--- MATERIAL FOR THE TASK Enclosed Below ---

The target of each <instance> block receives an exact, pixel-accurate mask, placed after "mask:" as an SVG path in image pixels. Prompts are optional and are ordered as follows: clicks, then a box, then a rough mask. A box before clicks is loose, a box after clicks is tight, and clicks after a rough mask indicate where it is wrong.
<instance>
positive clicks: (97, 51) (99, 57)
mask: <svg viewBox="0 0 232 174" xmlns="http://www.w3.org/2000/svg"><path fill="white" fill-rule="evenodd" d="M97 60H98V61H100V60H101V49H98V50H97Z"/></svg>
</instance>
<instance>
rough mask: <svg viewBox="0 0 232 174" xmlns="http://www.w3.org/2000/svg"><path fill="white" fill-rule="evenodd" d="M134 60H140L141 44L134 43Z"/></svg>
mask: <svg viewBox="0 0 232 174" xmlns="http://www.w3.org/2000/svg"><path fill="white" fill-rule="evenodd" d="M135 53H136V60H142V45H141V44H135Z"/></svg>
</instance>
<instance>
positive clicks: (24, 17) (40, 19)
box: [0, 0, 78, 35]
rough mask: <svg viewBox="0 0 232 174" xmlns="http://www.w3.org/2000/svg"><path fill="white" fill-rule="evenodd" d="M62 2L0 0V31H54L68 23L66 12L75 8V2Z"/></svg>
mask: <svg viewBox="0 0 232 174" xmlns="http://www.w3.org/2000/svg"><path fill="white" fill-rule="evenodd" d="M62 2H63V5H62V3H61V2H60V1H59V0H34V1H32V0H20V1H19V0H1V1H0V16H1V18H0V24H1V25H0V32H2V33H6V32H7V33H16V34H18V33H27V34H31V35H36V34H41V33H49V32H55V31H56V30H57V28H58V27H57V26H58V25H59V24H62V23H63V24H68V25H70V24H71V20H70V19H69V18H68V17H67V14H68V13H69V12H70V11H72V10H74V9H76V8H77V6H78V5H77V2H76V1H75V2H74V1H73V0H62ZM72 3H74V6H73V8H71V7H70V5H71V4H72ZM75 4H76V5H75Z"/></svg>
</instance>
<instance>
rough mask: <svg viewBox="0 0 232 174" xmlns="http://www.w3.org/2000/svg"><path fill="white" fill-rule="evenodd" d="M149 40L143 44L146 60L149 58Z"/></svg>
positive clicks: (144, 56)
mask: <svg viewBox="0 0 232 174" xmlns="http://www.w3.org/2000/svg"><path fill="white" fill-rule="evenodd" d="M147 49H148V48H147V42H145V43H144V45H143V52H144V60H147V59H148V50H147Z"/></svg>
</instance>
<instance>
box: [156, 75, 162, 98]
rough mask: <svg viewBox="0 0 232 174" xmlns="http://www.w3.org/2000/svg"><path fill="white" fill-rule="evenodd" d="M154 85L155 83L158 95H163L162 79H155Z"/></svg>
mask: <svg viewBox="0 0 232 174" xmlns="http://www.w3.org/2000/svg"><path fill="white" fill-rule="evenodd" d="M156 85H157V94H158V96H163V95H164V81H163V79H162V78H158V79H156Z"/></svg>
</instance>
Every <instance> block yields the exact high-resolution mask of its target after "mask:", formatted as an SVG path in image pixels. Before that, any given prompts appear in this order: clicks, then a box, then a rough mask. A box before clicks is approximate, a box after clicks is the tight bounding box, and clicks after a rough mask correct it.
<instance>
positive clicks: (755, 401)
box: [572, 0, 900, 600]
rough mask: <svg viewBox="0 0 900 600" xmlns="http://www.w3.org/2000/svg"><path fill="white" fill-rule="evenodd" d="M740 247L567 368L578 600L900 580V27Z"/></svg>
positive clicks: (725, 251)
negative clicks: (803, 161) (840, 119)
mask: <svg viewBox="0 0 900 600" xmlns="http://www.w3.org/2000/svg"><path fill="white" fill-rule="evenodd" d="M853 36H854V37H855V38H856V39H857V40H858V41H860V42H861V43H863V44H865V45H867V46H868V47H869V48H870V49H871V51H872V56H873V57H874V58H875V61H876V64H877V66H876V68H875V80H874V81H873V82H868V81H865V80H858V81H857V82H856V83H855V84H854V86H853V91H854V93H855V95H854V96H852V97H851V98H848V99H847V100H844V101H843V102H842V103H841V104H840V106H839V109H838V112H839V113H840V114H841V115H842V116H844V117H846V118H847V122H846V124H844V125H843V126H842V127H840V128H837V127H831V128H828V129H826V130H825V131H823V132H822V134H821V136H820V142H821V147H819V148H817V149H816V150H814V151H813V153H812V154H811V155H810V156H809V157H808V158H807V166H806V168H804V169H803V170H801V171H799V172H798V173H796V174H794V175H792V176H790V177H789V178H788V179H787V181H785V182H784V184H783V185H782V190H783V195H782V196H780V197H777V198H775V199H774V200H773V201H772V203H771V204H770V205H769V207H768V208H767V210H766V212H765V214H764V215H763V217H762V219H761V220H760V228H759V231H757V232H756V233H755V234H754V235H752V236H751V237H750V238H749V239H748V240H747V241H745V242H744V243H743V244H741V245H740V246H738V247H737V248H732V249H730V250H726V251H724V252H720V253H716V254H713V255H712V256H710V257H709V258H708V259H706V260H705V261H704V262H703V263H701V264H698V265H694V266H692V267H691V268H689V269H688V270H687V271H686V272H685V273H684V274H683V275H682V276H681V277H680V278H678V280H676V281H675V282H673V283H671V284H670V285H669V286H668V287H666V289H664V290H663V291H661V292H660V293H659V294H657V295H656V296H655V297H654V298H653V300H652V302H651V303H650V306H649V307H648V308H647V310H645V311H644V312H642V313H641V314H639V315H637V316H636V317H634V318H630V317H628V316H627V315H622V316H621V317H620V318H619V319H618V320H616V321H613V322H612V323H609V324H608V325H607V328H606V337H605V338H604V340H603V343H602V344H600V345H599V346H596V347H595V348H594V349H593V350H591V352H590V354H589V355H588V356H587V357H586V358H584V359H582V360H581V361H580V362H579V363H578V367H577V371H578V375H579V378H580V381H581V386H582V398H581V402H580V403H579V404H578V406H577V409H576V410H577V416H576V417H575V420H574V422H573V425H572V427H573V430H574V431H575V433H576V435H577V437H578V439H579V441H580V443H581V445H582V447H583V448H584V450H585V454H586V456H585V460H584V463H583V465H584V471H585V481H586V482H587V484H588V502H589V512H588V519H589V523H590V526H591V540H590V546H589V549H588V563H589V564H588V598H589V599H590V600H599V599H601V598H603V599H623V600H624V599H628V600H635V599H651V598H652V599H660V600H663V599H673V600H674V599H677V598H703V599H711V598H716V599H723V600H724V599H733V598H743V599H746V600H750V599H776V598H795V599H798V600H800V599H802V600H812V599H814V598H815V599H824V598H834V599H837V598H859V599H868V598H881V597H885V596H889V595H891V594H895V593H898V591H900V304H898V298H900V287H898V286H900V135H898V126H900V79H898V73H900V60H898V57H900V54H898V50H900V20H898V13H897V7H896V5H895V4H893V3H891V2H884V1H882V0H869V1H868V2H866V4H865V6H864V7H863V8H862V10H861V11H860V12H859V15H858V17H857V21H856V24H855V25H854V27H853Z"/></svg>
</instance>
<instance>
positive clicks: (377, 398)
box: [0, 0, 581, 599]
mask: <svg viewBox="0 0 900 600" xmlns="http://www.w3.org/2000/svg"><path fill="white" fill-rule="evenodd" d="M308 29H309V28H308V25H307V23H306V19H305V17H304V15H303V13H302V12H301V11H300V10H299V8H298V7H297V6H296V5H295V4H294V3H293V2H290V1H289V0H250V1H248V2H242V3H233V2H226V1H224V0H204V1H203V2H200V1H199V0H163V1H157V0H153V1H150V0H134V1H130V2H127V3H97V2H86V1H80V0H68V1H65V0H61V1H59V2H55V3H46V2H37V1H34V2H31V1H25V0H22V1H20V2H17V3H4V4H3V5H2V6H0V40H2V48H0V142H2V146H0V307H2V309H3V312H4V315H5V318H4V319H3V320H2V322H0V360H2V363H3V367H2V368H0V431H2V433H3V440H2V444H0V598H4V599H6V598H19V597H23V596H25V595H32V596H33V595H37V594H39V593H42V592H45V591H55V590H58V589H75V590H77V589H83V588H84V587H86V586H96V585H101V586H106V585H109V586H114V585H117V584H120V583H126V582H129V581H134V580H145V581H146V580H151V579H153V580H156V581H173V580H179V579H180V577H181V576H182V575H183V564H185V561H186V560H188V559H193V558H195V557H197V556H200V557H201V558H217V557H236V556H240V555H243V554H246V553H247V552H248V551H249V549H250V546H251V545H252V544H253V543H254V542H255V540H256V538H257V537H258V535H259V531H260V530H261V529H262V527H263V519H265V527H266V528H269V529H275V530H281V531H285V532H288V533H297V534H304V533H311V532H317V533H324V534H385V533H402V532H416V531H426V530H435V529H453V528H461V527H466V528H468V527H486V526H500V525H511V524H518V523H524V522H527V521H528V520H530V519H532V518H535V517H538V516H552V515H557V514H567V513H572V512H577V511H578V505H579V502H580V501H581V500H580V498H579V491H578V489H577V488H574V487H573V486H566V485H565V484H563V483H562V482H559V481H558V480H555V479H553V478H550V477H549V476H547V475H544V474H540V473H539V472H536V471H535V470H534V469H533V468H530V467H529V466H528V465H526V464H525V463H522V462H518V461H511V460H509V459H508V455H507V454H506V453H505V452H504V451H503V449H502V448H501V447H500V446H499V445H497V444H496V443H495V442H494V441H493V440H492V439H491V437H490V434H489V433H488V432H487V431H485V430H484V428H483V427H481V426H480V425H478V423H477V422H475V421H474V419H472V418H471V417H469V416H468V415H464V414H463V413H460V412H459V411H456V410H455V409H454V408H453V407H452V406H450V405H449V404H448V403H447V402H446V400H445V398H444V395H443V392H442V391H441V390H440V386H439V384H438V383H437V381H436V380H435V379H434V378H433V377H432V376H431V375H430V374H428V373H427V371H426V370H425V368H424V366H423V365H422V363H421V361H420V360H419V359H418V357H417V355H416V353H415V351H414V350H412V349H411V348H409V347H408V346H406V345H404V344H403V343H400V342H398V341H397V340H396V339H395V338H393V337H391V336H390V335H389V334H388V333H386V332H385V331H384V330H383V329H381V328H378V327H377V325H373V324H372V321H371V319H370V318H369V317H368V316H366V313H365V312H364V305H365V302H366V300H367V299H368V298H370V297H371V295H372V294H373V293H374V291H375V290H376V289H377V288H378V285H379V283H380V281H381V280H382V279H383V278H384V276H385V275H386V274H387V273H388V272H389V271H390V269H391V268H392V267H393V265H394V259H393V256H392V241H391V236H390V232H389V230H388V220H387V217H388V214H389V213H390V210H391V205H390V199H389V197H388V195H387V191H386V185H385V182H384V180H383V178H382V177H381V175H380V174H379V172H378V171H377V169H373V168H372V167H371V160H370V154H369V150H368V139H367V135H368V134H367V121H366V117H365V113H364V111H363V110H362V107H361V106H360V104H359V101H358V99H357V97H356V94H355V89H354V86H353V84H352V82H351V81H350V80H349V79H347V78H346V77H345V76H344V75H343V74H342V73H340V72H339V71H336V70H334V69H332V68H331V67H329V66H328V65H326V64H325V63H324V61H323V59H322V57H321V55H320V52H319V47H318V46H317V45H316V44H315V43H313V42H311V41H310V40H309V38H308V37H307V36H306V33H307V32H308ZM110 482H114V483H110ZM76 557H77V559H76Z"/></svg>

--- End of Enclosed MATERIAL FOR THE TASK ---

| ABOUT THIS TASK |
Copy each line in the entries above where "image" turns up.

| ANSWER SECTION |
The target of each <instance> block receives an exact, pixel-accurate mask, placed after "mask:" as an SVG path in image pixels. Prompts are optional and are ordered as follows: clicks, then a box, then a rough mask. A box before clicks is loose, a box after clicks is tight, and clicks after a rough mask indicate where it is wrong.
Every <instance> block yields the exact high-resolution mask of its target after "mask:", formatted as an SVG path in image pixels. Before that, any given prompts appear in this order: clicks, then a box, then a rough mask. A box before clicks is approximate, a box after clicks is the tight bounding box, and clicks after a rough mask correct it.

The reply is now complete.